- _Given exercise_: Copy the records from the first line through the line that contains "[37,222,45,278]", keeping every line, command lines included. Add -57 to each bounding-box coordinate in the answers, and leave the pictures out.

- _Task inputs_:
★ ★ ★

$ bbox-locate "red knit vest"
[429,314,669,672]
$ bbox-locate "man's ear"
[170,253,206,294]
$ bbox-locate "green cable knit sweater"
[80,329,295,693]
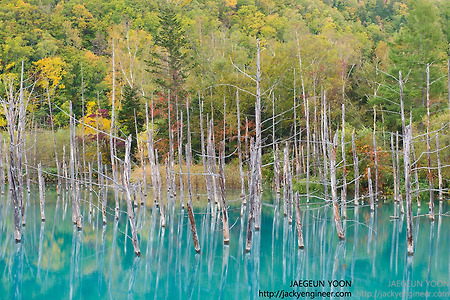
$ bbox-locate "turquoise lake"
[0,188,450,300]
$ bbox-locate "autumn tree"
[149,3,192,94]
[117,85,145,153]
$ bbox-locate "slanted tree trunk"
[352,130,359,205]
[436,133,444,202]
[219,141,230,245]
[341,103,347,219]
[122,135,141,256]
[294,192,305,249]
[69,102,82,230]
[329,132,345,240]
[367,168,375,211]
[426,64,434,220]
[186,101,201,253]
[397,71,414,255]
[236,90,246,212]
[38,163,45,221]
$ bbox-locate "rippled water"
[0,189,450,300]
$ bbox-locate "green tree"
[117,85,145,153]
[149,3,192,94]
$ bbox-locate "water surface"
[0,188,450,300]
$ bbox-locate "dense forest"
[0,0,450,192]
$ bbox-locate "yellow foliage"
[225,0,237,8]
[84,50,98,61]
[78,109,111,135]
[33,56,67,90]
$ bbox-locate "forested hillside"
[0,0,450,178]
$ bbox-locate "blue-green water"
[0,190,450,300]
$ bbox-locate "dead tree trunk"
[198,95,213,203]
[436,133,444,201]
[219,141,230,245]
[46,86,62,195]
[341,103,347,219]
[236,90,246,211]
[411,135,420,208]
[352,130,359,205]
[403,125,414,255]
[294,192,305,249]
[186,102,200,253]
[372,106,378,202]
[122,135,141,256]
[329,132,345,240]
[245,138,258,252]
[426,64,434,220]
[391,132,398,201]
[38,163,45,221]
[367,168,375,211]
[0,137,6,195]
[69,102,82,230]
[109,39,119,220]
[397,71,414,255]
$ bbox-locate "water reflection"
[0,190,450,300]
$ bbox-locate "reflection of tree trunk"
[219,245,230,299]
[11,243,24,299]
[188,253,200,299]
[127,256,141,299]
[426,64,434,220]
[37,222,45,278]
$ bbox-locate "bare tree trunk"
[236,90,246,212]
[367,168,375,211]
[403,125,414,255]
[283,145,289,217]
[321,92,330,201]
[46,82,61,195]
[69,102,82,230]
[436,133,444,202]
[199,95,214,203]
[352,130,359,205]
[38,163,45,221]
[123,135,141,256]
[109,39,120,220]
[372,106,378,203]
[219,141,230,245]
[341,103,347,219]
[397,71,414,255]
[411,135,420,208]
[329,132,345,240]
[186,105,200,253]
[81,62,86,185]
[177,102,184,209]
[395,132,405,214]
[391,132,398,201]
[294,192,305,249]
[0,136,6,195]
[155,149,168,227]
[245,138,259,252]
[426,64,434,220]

★ ★ ★

- _Task result_:
$ bbox-locate "red knit vest"
[372,257,612,615]
$ bbox-locate "man's ear"
[113,196,149,237]
$ bbox-locate "green cable knit sweater"
[23,272,238,636]
$ bbox-locate "turquoise lake"
[-57,131,393,243]
$ bbox-locate "autumn tree"
[92,-54,135,37]
[60,28,88,96]
$ bbox-locate "slanted tree trunk"
[295,73,302,148]
[379,76,387,145]
[162,84,173,188]
[284,46,290,162]
[65,78,84,199]
[237,135,248,192]
[12,45,25,173]
[272,75,288,183]
[310,111,318,154]
[369,7,377,163]
[129,44,144,196]
[340,14,357,198]
[179,33,189,155]
[-19,106,-12,164]
$ bbox-locate "rippled water"
[-57,132,393,243]
$ bbox-locate "green tree"
[60,28,88,96]
[92,-54,135,37]
$ bbox-locate "water surface"
[-57,131,393,243]
$ bbox-locate "dense forest"
[-57,-57,393,135]
$ bbox-locate "yellow foliage"
[168,-57,180,-49]
[27,-7,41,4]
[21,52,54,78]
[-24,-1,10,33]
$ bbox-locate "forested hillside"
[-57,-57,393,121]
$ bbox-locate "blue-green water"
[-57,133,393,243]
$ bbox-locate "dead tree trunk"
[141,38,156,146]
[379,76,387,144]
[162,84,173,188]
[-11,29,5,138]
[284,46,290,162]
[179,33,189,154]
[354,78,363,151]
[295,73,302,148]
[346,68,357,198]
[237,135,248,192]
[129,45,143,196]
[315,49,321,145]
[65,78,84,199]
[272,75,288,183]
[188,81,201,195]
[369,7,377,163]
[334,75,341,144]
[-19,106,-12,164]
[310,111,318,154]
[-57,80,-51,138]
[12,45,25,173]
[52,-18,62,163]
[340,14,357,198]
$ bbox-locate "water reflection"
[-57,133,393,243]
$ bbox-locate "reflection of tree trunk"
[162,188,173,242]
[-46,186,-33,242]
[131,196,143,242]
[70,199,84,242]
[369,7,377,163]
[-20,165,-12,221]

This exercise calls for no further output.